## YOUR TASK
Filter the data for lines with the word "blazer" and copy those lines.
+++ DATASET RECORDS +++
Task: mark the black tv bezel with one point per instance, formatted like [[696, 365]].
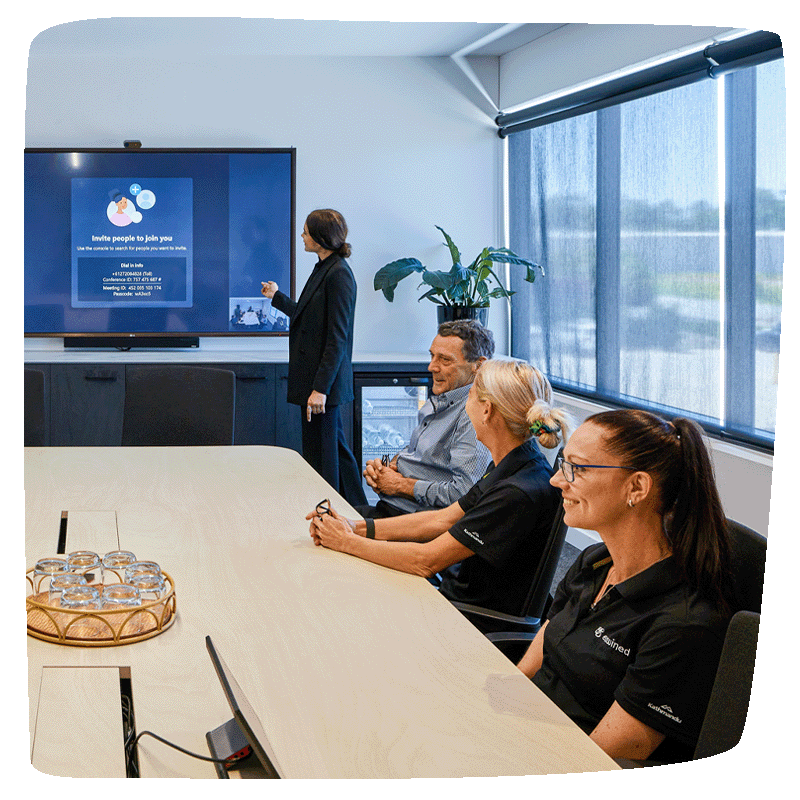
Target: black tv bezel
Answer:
[[174, 339]]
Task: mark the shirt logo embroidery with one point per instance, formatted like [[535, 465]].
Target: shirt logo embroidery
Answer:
[[473, 535], [666, 711], [599, 633]]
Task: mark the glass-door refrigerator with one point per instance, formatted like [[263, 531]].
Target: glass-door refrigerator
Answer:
[[385, 413]]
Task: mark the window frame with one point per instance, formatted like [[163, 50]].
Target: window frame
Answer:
[[738, 277]]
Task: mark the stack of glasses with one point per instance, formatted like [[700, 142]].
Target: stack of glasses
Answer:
[[77, 582]]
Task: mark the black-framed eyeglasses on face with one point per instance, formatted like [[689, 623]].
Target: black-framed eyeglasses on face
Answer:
[[323, 507], [569, 469]]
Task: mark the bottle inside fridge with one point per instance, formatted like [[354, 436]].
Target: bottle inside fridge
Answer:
[[388, 417]]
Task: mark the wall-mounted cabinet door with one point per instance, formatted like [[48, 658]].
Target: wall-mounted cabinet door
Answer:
[[287, 417], [86, 404]]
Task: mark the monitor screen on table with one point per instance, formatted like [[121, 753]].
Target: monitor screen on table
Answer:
[[244, 714]]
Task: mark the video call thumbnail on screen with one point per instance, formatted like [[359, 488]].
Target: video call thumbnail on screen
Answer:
[[156, 241]]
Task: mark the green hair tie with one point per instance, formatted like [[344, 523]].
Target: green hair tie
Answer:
[[540, 426]]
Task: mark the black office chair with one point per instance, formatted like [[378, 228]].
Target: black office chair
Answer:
[[35, 417], [726, 714], [178, 405], [509, 632]]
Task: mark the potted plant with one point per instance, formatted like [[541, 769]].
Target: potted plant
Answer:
[[461, 292]]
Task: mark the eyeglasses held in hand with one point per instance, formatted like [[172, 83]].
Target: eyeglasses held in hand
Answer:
[[568, 468], [323, 507]]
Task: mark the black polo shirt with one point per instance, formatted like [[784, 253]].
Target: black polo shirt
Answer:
[[650, 643], [507, 518]]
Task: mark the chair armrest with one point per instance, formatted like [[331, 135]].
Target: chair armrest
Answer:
[[511, 636], [635, 763], [498, 619]]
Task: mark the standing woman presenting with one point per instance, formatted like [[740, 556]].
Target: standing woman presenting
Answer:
[[321, 350]]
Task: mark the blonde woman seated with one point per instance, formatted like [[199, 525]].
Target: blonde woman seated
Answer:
[[496, 532], [634, 634]]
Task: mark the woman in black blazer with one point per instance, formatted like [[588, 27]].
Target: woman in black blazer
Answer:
[[321, 350]]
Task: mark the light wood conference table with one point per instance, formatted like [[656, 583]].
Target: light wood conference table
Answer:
[[354, 670]]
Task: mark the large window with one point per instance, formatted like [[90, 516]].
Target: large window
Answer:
[[660, 224]]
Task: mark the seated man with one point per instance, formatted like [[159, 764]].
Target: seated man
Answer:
[[443, 459]]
+++
## TASK OUTPUT
Task: mark the woman in black blazer with one point per instance, formatted like [[588, 27]].
Target: woman in black blazer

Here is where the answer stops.